[Assignment]:
When you repeat the listing, keep every character as it is.
——————
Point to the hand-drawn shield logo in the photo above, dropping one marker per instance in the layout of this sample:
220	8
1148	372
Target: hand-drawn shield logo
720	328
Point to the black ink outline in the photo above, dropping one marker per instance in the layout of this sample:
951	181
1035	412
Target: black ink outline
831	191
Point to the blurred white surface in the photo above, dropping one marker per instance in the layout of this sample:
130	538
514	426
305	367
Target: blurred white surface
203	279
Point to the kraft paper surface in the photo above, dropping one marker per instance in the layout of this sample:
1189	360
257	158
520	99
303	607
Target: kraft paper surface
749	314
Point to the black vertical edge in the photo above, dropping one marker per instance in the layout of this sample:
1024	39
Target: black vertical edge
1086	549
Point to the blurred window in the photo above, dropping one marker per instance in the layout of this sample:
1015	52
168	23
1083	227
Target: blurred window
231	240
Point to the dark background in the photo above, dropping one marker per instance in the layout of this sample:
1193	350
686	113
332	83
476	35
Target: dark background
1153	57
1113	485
——————
[Result of the exercise]:
Point to the hand-drawn shield logo in the photo above, dropping one marker per instance in the layout of this sample:
220	8
1148	372
Target: hand-drawn shield logo
720	328
Point to the black ink outline in the photo above, dropping one marker per instance in the layout of this sample:
951	181
1035	412
Target: black ink outline
831	191
Point to the blurred white surface in the photo above, dropping one marker per instance in the layout of this sample:
130	538
514	426
305	367
Target: blurred white surface
203	279
Point to the kraft paper surface in the photo above, dropping one marker per instance in the layout of this sample:
1189	360
257	158
520	99
303	607
Target: kraft paper surface
749	314
Point to the black vertical edge in the photo above, dropping one marker per instance in the layout of this sample:
1024	39
Target: black vertical edge
1086	549
Point to the blurred window in the photo above, dropping one marker per instance in the layout of this sample:
1015	52
168	23
1083	227
Target: blurred window
231	240
Point to the dark background in the photo above, dropping one marker per instance in the layout of this sample:
1193	350
686	113
332	83
476	35
Target: dark background
1153	57
1113	485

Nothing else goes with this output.